Top of The data
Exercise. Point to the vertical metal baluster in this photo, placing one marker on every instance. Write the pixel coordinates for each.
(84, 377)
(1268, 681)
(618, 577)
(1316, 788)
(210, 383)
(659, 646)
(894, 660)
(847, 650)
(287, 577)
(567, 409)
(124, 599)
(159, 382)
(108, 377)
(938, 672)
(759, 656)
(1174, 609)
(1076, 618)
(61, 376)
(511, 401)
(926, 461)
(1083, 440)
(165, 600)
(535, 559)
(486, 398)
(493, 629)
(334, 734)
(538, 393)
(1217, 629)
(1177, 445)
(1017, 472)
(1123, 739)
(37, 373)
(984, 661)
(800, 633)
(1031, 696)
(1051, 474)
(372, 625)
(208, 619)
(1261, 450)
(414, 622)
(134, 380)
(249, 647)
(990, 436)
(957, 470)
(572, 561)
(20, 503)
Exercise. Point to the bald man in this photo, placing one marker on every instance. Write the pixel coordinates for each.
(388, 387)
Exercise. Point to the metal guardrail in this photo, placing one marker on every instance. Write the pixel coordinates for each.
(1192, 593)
Bottom of The data
What to do -
Repeat nothing before the line containing "Exercise. Point to the bald"; repeat that line and every later line of the listing exactly.

Response to the task -
Exercise. Point to the bald man in this photo, placing one marker on every instance. Write the pixel coordinates for each.
(388, 387)
Exercise. Point to the metal guardrail in this photo, placing one marker on every instance. Write the pixel coordinates for each.
(1192, 593)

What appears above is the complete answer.